> **Problem details**:
Carry on the dated notes about the 288 c/aph signal, picking up right after their last sentence.

> **Reading passage**:
━━━

21st June 2008

I have attempted to utilise the vertical frequency at 288 c/aph to separate out the original fields.

Since this frequency is locked to the original scan-line structure, but at half the rate, it should be possible to make use of it to separate out the original chroma fields.

If you could extract the 288 c/aph signal cleanly across the frame, then you could enhance it's contrast and simply multiply it with the filtered chroma signal to extract one of the fields. Then use the inverse waveform to extract the other field.

Since the chroma is not affected by aliasing, it should in principle be possible to reconstruct the original chroma fields exactly.
Though this would not be the case with the luma, you could still do an approximate reconstruction with some type of interpolation method.

Recolourising the two fields separately would obviously allow significant advantages for panning shots etc...

In practice you would no doubt need to do some more sophisticated signal processing on the 288 c/aph waveform rather than simply enhancing it's contrast. It should be possible though to generate a clean vertical signal in the form of a deformed square-wave (or perhaps a deformed sinusoidal waveform would be better?)

Here is my first (very crude) attempt at extracting a field:

(c) BBC

I have simply multiplied the unprocessed frame (luma and chroma) with the extracted 288 c/aph waveform several times over.

I think you can see the single field 3.75 HD line periodicity starting to come out in the vertical chroma signal (at least in some regions of the frame).

22nd June 2008

Origin of the 288 c/aph signal

The signal at 288 c/aph is not as simple as it may first appear.

It could be an inter-modulation product of the two vertical chroma signals caused by non-linearities in the film recorder.
However if this were the case, you would expect it to be weak, and to always have a corresponding subtractive inter-modulation frequency at 144 c/aph.
Instead we see a strong signal at 288 c/aph, usually with no corresponding signal at 144 c/aph (although occasionally a very weak signal appears).

Thus I have concluded that the 288 c/aph frequency has a different origin, as follows:

Since the spot wobble mechanism has the effect of squaring-off the vertical waveform, it introduces a strong Fourier component at 288 c/aph, as this is the basic building block frequency on which the square edges are constructed.

━━━

> **Stored data**:
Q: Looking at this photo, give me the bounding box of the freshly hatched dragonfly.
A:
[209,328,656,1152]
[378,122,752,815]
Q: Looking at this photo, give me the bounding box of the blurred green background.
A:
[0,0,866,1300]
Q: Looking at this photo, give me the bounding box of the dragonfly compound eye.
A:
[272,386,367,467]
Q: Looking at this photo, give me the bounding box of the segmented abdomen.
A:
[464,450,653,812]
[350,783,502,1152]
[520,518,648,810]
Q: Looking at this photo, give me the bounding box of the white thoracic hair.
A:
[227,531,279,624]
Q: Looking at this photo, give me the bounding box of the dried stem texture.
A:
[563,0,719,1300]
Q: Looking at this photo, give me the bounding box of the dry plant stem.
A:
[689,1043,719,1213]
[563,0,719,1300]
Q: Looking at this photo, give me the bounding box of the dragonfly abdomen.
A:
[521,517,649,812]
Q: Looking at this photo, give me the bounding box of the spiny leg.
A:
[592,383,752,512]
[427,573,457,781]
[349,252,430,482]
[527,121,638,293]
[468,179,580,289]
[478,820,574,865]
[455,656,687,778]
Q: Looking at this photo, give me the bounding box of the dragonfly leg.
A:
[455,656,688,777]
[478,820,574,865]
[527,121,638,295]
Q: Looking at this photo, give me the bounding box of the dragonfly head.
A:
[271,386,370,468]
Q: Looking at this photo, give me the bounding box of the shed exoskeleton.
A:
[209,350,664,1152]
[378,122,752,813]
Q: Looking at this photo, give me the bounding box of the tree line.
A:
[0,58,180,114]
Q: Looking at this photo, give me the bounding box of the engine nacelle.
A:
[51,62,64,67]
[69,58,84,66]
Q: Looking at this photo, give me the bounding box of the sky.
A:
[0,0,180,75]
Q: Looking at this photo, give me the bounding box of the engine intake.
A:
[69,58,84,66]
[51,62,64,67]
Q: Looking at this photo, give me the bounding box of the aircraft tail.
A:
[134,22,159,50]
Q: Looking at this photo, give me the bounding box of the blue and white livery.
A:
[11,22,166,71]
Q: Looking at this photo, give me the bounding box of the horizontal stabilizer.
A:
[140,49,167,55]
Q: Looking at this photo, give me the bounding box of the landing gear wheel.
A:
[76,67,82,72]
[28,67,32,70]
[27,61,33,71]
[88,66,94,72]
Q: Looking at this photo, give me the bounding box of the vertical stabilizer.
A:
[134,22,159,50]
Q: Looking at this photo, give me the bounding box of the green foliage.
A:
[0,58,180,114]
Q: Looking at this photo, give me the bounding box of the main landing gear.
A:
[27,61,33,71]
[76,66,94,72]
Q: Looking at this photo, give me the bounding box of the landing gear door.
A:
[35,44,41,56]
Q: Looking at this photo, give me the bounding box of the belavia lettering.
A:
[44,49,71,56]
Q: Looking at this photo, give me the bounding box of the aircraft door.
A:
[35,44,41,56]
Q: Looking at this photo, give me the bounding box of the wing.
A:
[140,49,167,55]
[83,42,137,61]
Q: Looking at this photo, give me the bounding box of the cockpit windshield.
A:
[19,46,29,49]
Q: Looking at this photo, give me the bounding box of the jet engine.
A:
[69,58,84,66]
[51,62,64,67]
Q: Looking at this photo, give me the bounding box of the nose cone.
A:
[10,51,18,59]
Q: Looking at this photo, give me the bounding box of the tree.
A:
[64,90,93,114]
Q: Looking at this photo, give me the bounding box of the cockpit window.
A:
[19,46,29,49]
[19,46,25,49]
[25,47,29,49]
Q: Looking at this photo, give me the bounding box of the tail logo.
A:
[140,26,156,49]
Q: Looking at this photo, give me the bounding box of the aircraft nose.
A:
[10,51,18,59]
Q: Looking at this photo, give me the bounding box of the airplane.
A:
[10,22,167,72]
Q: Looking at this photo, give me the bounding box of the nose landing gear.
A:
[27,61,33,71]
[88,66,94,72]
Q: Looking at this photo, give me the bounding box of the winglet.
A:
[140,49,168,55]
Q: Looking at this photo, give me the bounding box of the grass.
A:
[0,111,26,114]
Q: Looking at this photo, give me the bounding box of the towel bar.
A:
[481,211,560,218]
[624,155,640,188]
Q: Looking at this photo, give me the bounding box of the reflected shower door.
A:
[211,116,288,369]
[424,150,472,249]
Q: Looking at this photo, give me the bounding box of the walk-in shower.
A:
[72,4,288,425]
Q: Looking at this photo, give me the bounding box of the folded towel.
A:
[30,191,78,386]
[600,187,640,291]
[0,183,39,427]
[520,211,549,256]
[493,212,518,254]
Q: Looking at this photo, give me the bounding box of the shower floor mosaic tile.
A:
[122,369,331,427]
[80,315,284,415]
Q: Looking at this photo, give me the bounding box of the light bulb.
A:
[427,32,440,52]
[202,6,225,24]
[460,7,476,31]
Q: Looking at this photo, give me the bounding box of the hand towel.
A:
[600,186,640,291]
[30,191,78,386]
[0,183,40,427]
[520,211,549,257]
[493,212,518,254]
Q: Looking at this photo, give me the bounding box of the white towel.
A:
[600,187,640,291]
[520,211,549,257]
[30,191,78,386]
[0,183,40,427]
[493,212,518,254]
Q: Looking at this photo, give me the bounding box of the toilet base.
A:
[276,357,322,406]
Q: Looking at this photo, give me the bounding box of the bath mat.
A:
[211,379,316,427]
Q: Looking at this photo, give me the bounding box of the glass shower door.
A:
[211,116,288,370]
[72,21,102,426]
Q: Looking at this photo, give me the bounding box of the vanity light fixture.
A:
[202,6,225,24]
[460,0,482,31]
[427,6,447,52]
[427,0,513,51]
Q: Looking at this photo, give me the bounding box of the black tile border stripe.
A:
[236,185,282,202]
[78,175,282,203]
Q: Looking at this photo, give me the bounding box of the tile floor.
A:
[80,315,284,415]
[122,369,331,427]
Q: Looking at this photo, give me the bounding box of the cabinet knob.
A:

━━━

> **Written answer**:
I believe it's this frequency that we're seeing in the source spectrum.

If this is the case then the phase will always be locked to the line-structure, regardless of differing chroma content between fields.
Self-evidently, the only phase change possible would be a 180 degree shift.
This could be a major snag, since I don't want to end up with a mish-mash of the two fields when I try separating them.

I'm not sure what the probability of such a phase change is intra-frame. If it's low then it could be ignored; but otherwise some compensating mechanism would need to be applied.

This is not the end of the story when it comes to the 288 c/aph frequency, since Andrew Steer discovered that it is also present in areas of the frame with no chroma.
This signal obviously has a different origin, and I would tentatively suggest it could be due to a slight difference in exposure between the two fields. This would introduce a Fourier component at 288 c/aph, whose presence would be accentuated by the HD sampling, since this filters off most of the higher Fourier components or shifts them onto different aliasing frequencies.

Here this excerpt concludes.